▸ WORK REQUIRED
Can you quote every one of the following lines word for word, without changing or leaving out any of them?

▸ DATA FOR THIS TASK
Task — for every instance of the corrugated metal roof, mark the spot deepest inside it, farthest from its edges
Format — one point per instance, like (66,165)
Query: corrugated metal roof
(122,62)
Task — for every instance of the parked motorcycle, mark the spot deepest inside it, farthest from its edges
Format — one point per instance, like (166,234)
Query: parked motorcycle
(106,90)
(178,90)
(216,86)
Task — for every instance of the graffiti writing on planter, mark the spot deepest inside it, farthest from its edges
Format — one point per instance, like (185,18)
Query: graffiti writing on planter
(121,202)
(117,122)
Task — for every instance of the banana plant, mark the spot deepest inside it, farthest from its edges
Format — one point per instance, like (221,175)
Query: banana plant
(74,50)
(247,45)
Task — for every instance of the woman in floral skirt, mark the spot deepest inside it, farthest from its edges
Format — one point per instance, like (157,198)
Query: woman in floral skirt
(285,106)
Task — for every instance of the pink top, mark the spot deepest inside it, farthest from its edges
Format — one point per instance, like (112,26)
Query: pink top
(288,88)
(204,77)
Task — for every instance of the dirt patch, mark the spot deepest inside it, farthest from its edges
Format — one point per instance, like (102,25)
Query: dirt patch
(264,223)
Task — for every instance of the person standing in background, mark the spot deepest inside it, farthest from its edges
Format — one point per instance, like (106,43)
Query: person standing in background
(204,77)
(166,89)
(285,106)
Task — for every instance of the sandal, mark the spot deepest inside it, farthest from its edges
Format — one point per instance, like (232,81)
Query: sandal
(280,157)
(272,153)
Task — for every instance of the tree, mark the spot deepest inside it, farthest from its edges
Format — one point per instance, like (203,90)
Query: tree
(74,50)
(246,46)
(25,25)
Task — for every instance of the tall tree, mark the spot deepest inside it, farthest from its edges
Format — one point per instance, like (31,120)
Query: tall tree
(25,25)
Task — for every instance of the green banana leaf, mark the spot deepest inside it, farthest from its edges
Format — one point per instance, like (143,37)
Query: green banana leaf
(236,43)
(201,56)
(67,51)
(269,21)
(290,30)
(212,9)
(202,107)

▸ EXPECTED ANSWER
Task — for every instance of the corrugated metal roof, mark the spot deepest inside it, farthest from its edges
Format — one point per instance, like (66,165)
Query: corrugated metal roof
(122,62)
Task — for every instance of the parked motorcycle, mark the spot deepest inside it, farthest from its edges
Format — one point per instance, like (166,234)
Query: parked motorcycle
(106,90)
(178,90)
(216,86)
Task — for every instance of the graffiti writing on planter, mark the spot deepest inside it, farthest from its edges
Format — one point per instance, like (185,18)
Query: graffiti writing on planter
(121,202)
(117,122)
Task — for every instance of the banana plant, mark the spot deepest inside it, farthest from its edges
Format — one point per instance, like (221,175)
Query: banana plant
(74,50)
(247,45)
Task — for every instance of the woman in floral skirt, mark the spot deepest inside it, farthest from its edges
Format — one point per instance, like (157,198)
Query: woman in floral skirt
(285,106)
Task — for every instance of the pink top, mark the spot deepest inside it, farthest from its edges
Format — one point per instance, like (112,26)
Query: pink top
(288,88)
(204,77)
Task — for every instance of the dirt patch, mark the spot deepest inside it, farthest from its edges
Format — one point per instance, like (102,25)
Query: dirt patch
(264,223)
Task — for every instance of the person standing in background, mark the spot deepest inside it, farthest from its edges
Format — one point per instance, like (106,43)
Query: person standing in background
(204,77)
(166,89)
(285,106)
Task — for every instance of the sandal, mark the spot deepest inside it, farthest from its edges
Format — one point per instance, like (232,81)
Query: sandal
(280,157)
(272,153)
Task — for every instance of the tree, mark the spot deepest inside it, farthest from its edges
Format — one point per instance, like (203,90)
Query: tree
(74,50)
(246,46)
(25,25)
Task — for every instance of the tall tree, mark the spot deepest inside it, farthest from its edges
Format — one point per instance, like (31,120)
Query: tall tree
(25,25)
Task — for every instance of the green banana leaf, mark the spot deepest inside it, farthest from its edges
Format — one point per instance, like (143,37)
Query: green banana leaf
(236,43)
(201,56)
(67,51)
(269,21)
(290,30)
(212,9)
(202,107)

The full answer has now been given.